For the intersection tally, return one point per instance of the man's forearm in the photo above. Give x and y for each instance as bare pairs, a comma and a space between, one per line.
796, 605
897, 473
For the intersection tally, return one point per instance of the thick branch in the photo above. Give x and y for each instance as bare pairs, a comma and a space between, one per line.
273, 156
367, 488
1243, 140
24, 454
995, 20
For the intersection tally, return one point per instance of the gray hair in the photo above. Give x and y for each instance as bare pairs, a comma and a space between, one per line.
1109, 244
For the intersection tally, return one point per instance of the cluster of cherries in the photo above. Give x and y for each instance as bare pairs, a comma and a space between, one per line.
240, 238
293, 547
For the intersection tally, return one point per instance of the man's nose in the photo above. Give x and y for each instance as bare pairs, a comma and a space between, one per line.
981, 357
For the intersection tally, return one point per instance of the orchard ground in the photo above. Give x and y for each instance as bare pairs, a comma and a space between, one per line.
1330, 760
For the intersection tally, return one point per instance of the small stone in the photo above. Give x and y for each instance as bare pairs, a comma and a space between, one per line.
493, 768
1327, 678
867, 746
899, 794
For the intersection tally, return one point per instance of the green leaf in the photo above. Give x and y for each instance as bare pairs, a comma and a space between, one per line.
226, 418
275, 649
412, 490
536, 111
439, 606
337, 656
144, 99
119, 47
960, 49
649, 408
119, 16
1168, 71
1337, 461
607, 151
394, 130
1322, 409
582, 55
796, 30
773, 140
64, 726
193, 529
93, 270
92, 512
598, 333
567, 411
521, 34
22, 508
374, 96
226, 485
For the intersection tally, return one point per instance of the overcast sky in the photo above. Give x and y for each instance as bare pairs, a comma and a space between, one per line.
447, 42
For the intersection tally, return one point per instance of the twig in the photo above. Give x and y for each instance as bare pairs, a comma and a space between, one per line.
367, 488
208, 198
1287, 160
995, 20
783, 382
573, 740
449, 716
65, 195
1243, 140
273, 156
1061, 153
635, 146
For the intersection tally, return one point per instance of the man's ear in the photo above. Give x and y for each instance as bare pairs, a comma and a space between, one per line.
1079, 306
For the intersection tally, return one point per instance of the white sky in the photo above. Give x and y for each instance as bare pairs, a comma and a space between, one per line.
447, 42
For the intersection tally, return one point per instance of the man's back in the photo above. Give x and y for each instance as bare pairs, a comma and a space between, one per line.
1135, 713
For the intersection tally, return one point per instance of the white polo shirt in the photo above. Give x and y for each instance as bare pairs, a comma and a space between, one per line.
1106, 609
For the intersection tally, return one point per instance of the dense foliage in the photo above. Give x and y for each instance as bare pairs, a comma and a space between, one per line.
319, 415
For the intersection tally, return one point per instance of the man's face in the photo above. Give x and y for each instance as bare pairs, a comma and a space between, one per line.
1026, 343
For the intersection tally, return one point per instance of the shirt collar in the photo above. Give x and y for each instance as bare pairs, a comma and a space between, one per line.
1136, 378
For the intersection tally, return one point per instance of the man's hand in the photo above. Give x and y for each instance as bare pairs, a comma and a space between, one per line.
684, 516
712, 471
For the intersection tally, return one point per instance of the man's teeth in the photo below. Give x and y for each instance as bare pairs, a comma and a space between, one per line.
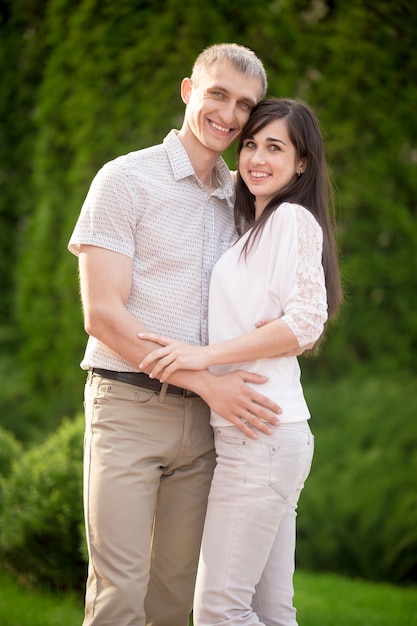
223, 130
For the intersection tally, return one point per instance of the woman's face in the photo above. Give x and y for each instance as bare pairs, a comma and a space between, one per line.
268, 161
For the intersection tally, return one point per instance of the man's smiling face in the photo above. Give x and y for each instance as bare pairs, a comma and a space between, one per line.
218, 106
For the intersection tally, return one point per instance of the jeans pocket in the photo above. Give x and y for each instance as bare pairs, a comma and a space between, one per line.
290, 466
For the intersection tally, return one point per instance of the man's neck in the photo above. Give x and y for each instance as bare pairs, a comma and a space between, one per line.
202, 159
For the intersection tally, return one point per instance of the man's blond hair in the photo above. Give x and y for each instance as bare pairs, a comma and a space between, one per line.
242, 58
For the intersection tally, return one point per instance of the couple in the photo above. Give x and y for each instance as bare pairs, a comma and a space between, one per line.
152, 227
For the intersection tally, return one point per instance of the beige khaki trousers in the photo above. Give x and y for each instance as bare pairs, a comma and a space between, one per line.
148, 465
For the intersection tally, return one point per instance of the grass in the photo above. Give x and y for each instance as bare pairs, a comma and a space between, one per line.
23, 607
329, 600
321, 599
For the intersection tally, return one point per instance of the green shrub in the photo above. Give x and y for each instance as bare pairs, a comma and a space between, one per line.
10, 448
358, 512
41, 519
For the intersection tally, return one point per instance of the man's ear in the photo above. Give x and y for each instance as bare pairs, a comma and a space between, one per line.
186, 88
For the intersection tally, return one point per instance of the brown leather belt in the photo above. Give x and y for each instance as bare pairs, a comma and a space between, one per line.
142, 380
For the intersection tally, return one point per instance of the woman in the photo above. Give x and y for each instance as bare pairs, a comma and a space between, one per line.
282, 269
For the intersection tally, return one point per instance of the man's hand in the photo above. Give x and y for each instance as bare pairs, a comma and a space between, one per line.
229, 396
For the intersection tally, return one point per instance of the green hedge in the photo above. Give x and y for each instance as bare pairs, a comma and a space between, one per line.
41, 528
357, 514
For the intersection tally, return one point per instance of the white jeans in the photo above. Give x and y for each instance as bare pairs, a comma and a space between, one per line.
246, 568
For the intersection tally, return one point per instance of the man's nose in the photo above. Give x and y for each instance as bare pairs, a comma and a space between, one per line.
228, 113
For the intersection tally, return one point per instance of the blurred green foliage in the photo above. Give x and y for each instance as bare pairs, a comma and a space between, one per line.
86, 80
41, 522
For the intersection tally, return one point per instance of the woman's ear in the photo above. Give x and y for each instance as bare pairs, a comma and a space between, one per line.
186, 88
301, 166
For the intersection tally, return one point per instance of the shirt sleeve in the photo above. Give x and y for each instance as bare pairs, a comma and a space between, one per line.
300, 274
107, 218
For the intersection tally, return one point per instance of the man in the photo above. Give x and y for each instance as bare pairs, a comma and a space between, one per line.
153, 224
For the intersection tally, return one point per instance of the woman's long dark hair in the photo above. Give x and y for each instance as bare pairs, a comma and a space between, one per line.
312, 189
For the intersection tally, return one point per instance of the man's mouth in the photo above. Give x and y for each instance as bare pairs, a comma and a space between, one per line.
220, 128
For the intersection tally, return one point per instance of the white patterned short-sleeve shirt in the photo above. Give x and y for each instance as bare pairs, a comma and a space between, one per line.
149, 206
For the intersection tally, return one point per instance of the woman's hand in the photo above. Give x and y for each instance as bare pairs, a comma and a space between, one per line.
173, 356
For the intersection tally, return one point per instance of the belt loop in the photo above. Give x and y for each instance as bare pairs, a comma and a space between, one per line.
163, 392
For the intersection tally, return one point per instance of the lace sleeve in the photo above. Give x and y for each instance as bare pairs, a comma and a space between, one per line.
305, 310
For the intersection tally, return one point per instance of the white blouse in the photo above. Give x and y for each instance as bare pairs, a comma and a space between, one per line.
282, 276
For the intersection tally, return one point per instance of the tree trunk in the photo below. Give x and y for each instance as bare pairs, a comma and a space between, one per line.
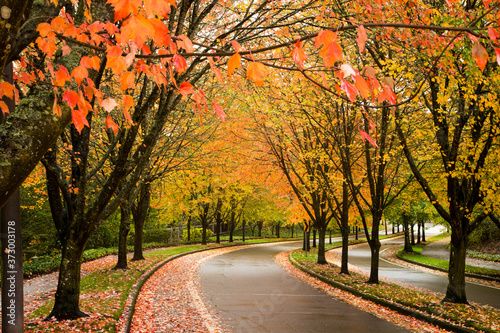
321, 246
406, 230
418, 232
139, 213
455, 292
67, 297
375, 252
243, 226
412, 228
122, 239
423, 231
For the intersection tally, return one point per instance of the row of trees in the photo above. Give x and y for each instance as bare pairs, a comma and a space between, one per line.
102, 86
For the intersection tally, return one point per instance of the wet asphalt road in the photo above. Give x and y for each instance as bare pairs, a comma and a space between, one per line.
360, 256
254, 294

+++++

A word-for-word copy of the listing is needed, with no pictures in it.

**Exercise answer:**
For the intersection tally, return one point per instance of the man's forearm in the photo above. Give x and y for each instance as bare pairs, a comma and a space between, one per line.
796, 605
897, 473
For the intersection tally, return one point per instance of the thick branch in the photo above. Give x and y for each instance as bare pairs, a comma and a space between, one per line.
273, 156
367, 488
1243, 140
24, 454
995, 20
For the intersection tally, return one point per instance of the gray hair in the photo above. Give x and y for each instance as bare pairs, a comma and a space between, one per line.
1109, 244
For the intersection tally, return one point per instance of the cluster of cherries in the photo above. Give x and y for each instance as bare pairs, a comma and a space between, one per line.
240, 238
293, 547
For the intersection tally, return one point per instance of the man's nose in the photo above. Give x and y for each instance as bare pairs, a comma and a space between, one per line.
981, 357
For the intersection tally, return one point per instance of the orchard ground in the photo above. Give x and y for each instance as bare pairs, a comma and a space between, one per line.
1330, 760
For the intersection tally, return one point per instance of the small stone in the photo above. Give x and y for each instance as bare pairs, a comma and a space between, one per line.
493, 768
1327, 678
867, 746
899, 794
For the intersection tally, return one point per instance of the green leaf in the photo above. Give x and y for each instance as bare pairs, a comma and a space between, one per line.
226, 418
275, 649
412, 490
536, 111
439, 606
337, 656
144, 99
119, 47
960, 49
649, 408
119, 16
1168, 71
1337, 461
607, 151
394, 130
1322, 409
582, 55
796, 30
773, 140
64, 726
193, 529
93, 270
92, 512
598, 333
567, 411
521, 34
22, 508
374, 96
226, 485
For the intersection tally, return one point per instance of the overcast sky in the photo above. Give x and y for each instance as bare pairs, a comma and a space between, one per line.
447, 42
For the intersection tally, return one point per instance of the twig in the photo above. Give x and y for each instance as bare pairs, a comma and a space between, one per line.
367, 488
208, 198
1287, 160
995, 20
783, 382
573, 740
449, 716
65, 195
1243, 140
273, 156
1061, 153
635, 146
For the intersection tally, return one point per instance of the man's ear in the photo above. Give x and y for each instance as bare pairs, a comma and a space between, one per line.
1079, 306
For the intersection tally, return one point per instance of the white sky in the photo above. Give x and y for each instance as bare pairs, a comma and a space between, one per line.
447, 42
For the intersection tally, return one point per instance of the man's back in the photo above. Give x and y for each instance as bare pairs, a comma and a space between, one per line.
1135, 713
For the intersection tally, return one point per instance of the white polo shirt in the photo above. Give x and y for each instance as bare pairs, a comma and a space between, one per line.
1106, 609
For the intersection tally, return one point per instance of the dense foliage in the photo above. Give x and y for each instance as bare pairs, a comma and a space between, one per line.
319, 415
For the intersection tally, return one point per instance of the man's face in the photo above. Give x and y for each instance as bare pairs, a comma and a space between, one per line.
1026, 343
For the intersection tally, return one point per instance of the shirt collar in the photo above. Give x and y for each instance as bare pairs, a comma and a space between, one per line.
1136, 378
For the intersection tally, return one point per instance of the man's hand in the photo above. Give x and y for each instance as bare pairs, a comma and a space between, one per line.
684, 516
712, 471
For the intersection tally, return one point per instance of the man's teeth in the photo below. Give x and y for each instance as bare pairs, a comma and a space between, one per line.
223, 130
For the intersection tally, return one point per instance of the woman's face in the photo above. Give x and y for each instance as bare pairs, a comma and a space between, one per line.
268, 161
For the intersection tally, return one point per instance of the man's smiling face in the photo above. Give x and y for each instance as bare pairs, a comma and a space between, one per line.
218, 106
For the intersection tally, return one point per instance of the jeans pocket in the photo above. Give x and y for each instance as bare pairs, a comma and a space between, one per line.
290, 466
For the intersection tally, return one point per instance of the man's neck in the photo above. Give x and y for each instance as bare pairs, a comma and a space between, one per line.
202, 159
For the intersection tally, return one point per instance of the man's blond hair in the photo above. Give x and y for each instance as bare pairs, a comma and a space between, one per line.
242, 58
For the intersection tally, return one point per instance of the couple in the photo above. Give x and y for each instance as bare pairs, a comma and a space between, one per line.
152, 227
For the intersection tally, return one point per instance of the beige khaki trousers in the photo above. Give x and y for each instance as bare pairs, a comma and a space between, one per line.
148, 465
For the intersection tally, return one point per instance of the grass in the photo above. Give x and y for each instance as bare pairs, a comma and a space between, one per line.
23, 607
329, 600
321, 599
For the intersection tally, return one point per instance of the green shrub in the photo above. Give x and y for each instance as bare pairs, a comma and a space between, one per line.
10, 448
358, 512
41, 519
For the intersection tally, return one point per instance of the man's ear in the photo above. Give x and y for each instance as bare pairs, a comma and a space between, one per line.
186, 88
For the intersection tally, return one point per instance of the brown leather belt in the photo above. Give x and y for each instance as bare pairs, a comma and a space between, one per line.
142, 380
For the intersection tally, return one point per instance of the woman in the photo above. Give x and y for each instance as bare pairs, a comma and a space between, one per line.
282, 269
For the intersection tally, return one point per instance of the man's hand in the photo above. Give x and y for each instance as bare pairs, a comma and a space between, one per line.
229, 396
For the intersection tally, return one point per instance of the green hedge in the photo above. Give x and y for each instance as bare pairs, a comma and a space between, one per line.
41, 528
357, 514
For the intersection tally, return one point per instance of the white jeans in the photo above. Give x and y for each instance as bare pairs, a comma and a space between, one per line.
246, 568
For the intersection tally, return one point per instance of the man's nose in the photo above. Give x and y for each instance as bare pairs, a comma and a space between, one per line.
228, 113
For the intersection tally, return one point per instance of the blurred green foliage in the photo above. Give x and y for each instance as bare pairs, a comma and a space between, one per line.
86, 80
41, 522
For the intersection tally, return one point per instance of the woman's ear in the photo above. Give x and y for each instance as bare pairs, a comma and a space between, one per line.
186, 88
301, 166
For the intersection tally, return one point per instance of the shirt sleeve in the photo above. Give x and y for each instance as bare pairs, a comma and a space between, one per line.
300, 274
107, 218
For the intersection tally, return one point per instance of the man in the photo above. Give x and y for each instance as bare pairs, a comma and a space between, one per line.
153, 224
For the intersection tally, return one point per instance of the woman's long dark hair in the photo above. Give x and y for each instance as bare pairs, a comma and a space between, one per line.
312, 189
For the intersection tally, return one point per instance of the man's mouth in the photo above. Give x and y for each instance as bare pairs, a comma and a space between, one per line.
220, 128
For the intersection tally, return one point per instance of the white patterned short-sleeve shirt in the photo above. Give x and y for each instance as bare pairs, a comma and a space between, one per line.
149, 206
For the intersection tally, return one point per instance of the woman's hand in the photo above. Give x and y for each instance as bare pairs, a comma and a space between, one per line.
173, 356
For the intersection tally, return one point per instance of the belt loop in the photo above. Give x and y for each instance as bare pairs, a comma and a space between, one per line.
163, 392
For the intersection tally, return one point per instance of the lace sleeve in the photo above. Give x and y for each instance as bare pairs, a comma and a space between, one per line.
305, 310
For the intersection tally, return one point per instance of the white blouse in the photo above. Give x and y for each instance as bare pairs, a comma and a space between, one per line.
282, 276
For the intersection tally, return one point per instance of the tree trunk in the photo below. Give x and y for each instance as bare pairs, a comma and a space between, one per line.
321, 246
406, 230
418, 232
139, 213
455, 292
67, 297
375, 252
243, 226
412, 228
122, 239
423, 231
For the intersection tally, return one point per instance of the row of trees in the photo above. Give x and y for each instance as bare pairs, a comma and a space between, one per line.
102, 86
For the intersection tally, return one point per instance of the wet asphalt road in the photo above. Give x and y for each instance as bare pairs, a comma and a space between, one per line.
360, 256
254, 294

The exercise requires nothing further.